Task statement | Retype each entry below, keeping every character the same.

Available data |
══════

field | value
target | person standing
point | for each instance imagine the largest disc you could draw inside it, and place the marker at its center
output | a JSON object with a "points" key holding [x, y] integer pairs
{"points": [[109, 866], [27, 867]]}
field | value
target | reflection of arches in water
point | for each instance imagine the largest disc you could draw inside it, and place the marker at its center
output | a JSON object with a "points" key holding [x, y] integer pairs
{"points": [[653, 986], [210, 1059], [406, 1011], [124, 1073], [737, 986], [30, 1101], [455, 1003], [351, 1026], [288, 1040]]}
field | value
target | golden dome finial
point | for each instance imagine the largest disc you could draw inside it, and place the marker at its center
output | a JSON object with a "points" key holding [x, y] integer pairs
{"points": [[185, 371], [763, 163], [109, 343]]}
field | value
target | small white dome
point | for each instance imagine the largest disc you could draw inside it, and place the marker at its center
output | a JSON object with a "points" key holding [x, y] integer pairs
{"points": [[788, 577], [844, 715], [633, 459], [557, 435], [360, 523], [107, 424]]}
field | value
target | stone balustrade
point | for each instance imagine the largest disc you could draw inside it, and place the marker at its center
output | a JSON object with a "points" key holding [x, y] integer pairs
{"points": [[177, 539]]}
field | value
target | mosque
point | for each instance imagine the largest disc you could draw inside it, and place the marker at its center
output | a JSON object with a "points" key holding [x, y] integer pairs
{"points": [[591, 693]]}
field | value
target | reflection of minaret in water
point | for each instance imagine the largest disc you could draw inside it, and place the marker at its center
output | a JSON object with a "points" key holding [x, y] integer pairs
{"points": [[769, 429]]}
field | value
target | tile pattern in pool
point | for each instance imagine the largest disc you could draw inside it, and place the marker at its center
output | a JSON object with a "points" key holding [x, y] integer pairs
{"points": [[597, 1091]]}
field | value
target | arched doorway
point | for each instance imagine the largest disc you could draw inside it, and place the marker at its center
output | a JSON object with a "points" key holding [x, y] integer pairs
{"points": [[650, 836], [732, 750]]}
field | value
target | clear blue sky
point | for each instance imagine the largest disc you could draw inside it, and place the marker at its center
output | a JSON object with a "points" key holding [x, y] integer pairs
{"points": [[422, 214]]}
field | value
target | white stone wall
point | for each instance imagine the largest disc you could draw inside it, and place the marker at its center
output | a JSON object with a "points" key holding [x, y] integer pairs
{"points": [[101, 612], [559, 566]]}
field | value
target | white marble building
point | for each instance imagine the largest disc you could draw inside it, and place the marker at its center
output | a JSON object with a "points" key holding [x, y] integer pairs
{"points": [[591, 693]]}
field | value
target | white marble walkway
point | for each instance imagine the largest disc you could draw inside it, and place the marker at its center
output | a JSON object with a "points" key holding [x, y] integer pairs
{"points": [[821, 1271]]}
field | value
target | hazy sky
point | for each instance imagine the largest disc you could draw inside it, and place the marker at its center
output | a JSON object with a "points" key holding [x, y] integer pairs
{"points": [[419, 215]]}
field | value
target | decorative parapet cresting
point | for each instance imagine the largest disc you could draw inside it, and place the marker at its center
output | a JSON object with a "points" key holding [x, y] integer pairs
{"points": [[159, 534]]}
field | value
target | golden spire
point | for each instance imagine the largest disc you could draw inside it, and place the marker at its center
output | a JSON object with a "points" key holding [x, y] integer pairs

══════

Exercise answer |
field | value
target | person standing
point | for each instance imagine the largest disc you could draw inside it, and place the marker at its center
output | a JSON object with a "points" key holding [x, y] integer pairs
{"points": [[109, 866], [27, 867]]}
field | value
target | reflection of arches in water
point | for each instance imagine the largest disc you could draw inside it, and place the marker at its center
output | a JSON object with a "points" key holding [x, y] integer pairs
{"points": [[653, 986], [210, 1059], [406, 1011], [124, 1073], [737, 986], [30, 1101], [455, 1003], [351, 1026], [288, 1040]]}
field | value
target | golden dome finial
point | for each instance imagine the largest disc you could draw inside it, and place the marker at its center
output | a JSON object with a "points" key holding [x, y] integer pairs
{"points": [[185, 371], [763, 163], [109, 343]]}
field | value
target | small white dome
point | for each instance imagine the largest disc you could draw inside it, and place the marker at its center
output | a JSON object with a "points" key holding [x, y] integer pairs
{"points": [[788, 577], [844, 715], [633, 459], [557, 435], [360, 523], [107, 424]]}
field | value
target | stone balustrade
point | for each instance imagine the largest disc you could draw inside it, and place the marker at its center
output | a JSON object with a "points" key holding [x, y] integer pairs
{"points": [[177, 539]]}
field | value
target | mosque
point | for each instance imagine the largest disc you could draw inside it, and place the marker at its center
output | a JSON object with a "points" key holding [x, y] integer pairs
{"points": [[591, 693]]}
field | value
target | reflection of minaret in water
point | for each instance imagine the largest disc you could draw inside it, and place the marker at its center
output | a JSON object with a "points" key holding [x, y] integer pairs
{"points": [[769, 429]]}
field | value
target | tile pattern in pool
point | for each instance imagine the largest disc you could draw inside it, and place the marker at its center
output | a JSON object with a "points" key holding [x, y] integer pairs
{"points": [[597, 1091]]}
field | value
target | arched doorway
point | for each instance imagine the largest disc you could draw inside it, and place the marker at its center
output | a JSON object with a "points" key holding [x, y] integer pairs
{"points": [[650, 836], [732, 750]]}
field | value
target | clear blue sky
point | for each instance imagine the largest disc you could draw inside it, and place the marker at its center
output | a JSON object with a "points" key holding [x, y] integer pairs
{"points": [[422, 214]]}
field | value
target | white stone wall
point | for each instance imagine the largest disc you could draw inside it, and place the marker at its center
output | a JSON object with a "points" key holding [x, y] integer pairs
{"points": [[101, 612], [559, 566]]}
field | value
target | white marble building
point | for each instance imagine the largest disc you could draw inside it, and place the marker at its center
output | a JSON object with a "points" key holding [x, y] integer pairs
{"points": [[591, 693]]}
field | value
target | white marble walkway
point | for each instance imagine the largest disc you could draw inside it, and place the marker at its center
output | a JSON object with a "points" key holding [x, y] integer pairs
{"points": [[821, 1271]]}
field | value
target | hazy sky
point | for each instance imagine the largest disc you could draw inside it, and place the marker at its center
output | a JSON object with a "points" key holding [x, y] integer pairs
{"points": [[419, 215]]}
field | value
target | decorative parapet cresting
point | for each instance imagine the largest disc you could draw inside it, and place the marker at its center
output | a JSON object with a "points" key holding [x, y] integer pairs
{"points": [[159, 534]]}
field | value
target | golden spire
point | for each instance imagine the largest disc you could draw inside it, and place the marker at its center
output | a JSON object with a "points" key holding [x, y] integer pairs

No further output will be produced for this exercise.